(Source passage)

I was at a very big university and the advising department couldn't handle the volume of students so professors would come in. So I was applying to a physics professor who listened to me ramble on and suggested the next few things I should try were economics and computer science because I liked math, and was pretty good at it and I wasn't particularly a fan of writing long papers.
I laughed when he said computers because it seemed very alien to me, given my dancing background. And he made an argument that was, if you hate it, you never have to take it again but if you like it and this ballet thing doesn't work out, it's a field where opportunity is available very quickly.
I took it and it turned out that I loved the instant gratification of writing the code, submitting it, knowing it works, knowing it didn't work, and then being able to attack the problem and fix it. So a software career was born.
Be like Madonna
Mandell attributes her longevity in the field partly down to an ability to embrace change; as she puts it, being in tech is like being Madonna - you re-invent yourself every five years.
For a person who sits in my chair, the number of things I'm expected to know, fairly deeply, it's sort of mind boggling today. But if you don't want to constantly learn new things, it's not the place to be.
Mainframes used to be these things that were locked in rooms, that you didn't see. Virtualization existed on mainframes, and then we went to different kinds of compute models and then virtualization came back again in new forms. You have to be interested, if you’re not you'll fall behind, you won't be doing the most exciting things if you don't have that curiosity.
This openness to change is proving invaluable to Mandell, as she supports Tibco through its response to the Coronavirus pandemic. Tibco was fairly well prepared in most parts of the world to adapt to the new environment it finds itself in, with staff going from working in an office every day to working from home:
We had great tools in place. We’re a G-Suite customer and Google has been very stable over the last year. Parts of the company had been using Slack for a very long time but last year, we did a very expansive rollout to the rest of the organization and have focused very hard to gain adoption of that tool, which makes real-time communication very simple. We’re a big Zoom customer and that's been a very stable product.
There's a very large focus on security and taking walks all around in every corner again to make sure that you're not leaving any doors open or windows unlocked because the hackers are working overtime in these times of change. They capitalize on these incidents so we’re spending a lot of time there.”
For her part, Mandell misses interacting with people at the office and is looking forward to the day when staff can go back.
I love my home, but I don't want to spend 24 by seven in it. I'm fortunate that my daughter is all grown up and I’m single so there aren’t distractions at home, but many people in the company have other distractions at home. So we're trying to do many, many things to make sure people aren't working 18 hours a day because it's really easy. I can tell you, I've done it.
In the meantime, the biggest technological challenge Mandell is facing is her home internet, which she points out doesn’t get upgraded in the same way as we do our smartphones, on a regular basis. Tibco has been focused on equipping its employees so the firm can continue as much as possible with business as usual, but outside of the US and Europe it has proved difficult to provide staff with a laptop, even one the firm already owns, due to courier restrictions.
Mandell is aware that coming out the other side of this pandemic, things will be new and different. At least her appetite for reinvention should stand her in good stead.

(End Source passage)
(Supplied information)

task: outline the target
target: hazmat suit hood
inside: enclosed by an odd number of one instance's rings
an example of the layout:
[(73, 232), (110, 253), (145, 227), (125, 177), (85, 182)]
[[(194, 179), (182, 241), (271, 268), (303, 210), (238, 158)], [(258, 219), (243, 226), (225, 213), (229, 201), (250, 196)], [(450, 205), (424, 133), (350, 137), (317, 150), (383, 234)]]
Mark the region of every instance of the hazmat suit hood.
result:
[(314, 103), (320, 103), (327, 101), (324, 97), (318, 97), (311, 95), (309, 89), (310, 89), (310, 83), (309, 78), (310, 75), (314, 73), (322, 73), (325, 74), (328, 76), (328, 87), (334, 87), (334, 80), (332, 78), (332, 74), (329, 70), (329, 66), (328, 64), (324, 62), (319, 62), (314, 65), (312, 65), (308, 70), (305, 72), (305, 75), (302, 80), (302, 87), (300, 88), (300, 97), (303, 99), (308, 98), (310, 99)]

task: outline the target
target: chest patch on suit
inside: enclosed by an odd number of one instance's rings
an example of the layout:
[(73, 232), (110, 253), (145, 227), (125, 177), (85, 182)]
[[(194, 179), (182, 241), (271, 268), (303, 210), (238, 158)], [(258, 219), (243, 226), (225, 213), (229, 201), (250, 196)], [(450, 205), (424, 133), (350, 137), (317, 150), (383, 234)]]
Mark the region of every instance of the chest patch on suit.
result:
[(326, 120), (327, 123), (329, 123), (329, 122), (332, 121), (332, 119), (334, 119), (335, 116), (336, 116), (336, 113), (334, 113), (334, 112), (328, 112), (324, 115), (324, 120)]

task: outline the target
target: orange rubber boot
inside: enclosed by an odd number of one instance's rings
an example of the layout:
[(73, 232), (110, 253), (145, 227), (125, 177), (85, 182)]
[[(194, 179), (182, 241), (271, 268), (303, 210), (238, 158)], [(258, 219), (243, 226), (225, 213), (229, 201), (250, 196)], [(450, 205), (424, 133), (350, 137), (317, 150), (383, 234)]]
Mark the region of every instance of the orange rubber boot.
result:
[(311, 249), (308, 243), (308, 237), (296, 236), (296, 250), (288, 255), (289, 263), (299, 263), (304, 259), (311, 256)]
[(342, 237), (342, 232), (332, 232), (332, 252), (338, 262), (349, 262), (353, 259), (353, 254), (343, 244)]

(End Supplied information)

▶ [Problem details]:
Quote, word for word, the part of the Mandell profile that opens with the words containing "Be like Madonna" and closes with "place to be.". The items have no connection to the Mandell profile.

▶ [Solved problem]:
Be like Madonna
Mandell attributes her longevity in the field partly down to an ability to embrace change; as she puts it, being in tech is like being Madonna - you re-invent yourself every five years.
For a person who sits in my chair, the number of things I'm expected to know, fairly deeply, it's sort of mind boggling today. But if you don't want to constantly learn new things, it's not the place to be.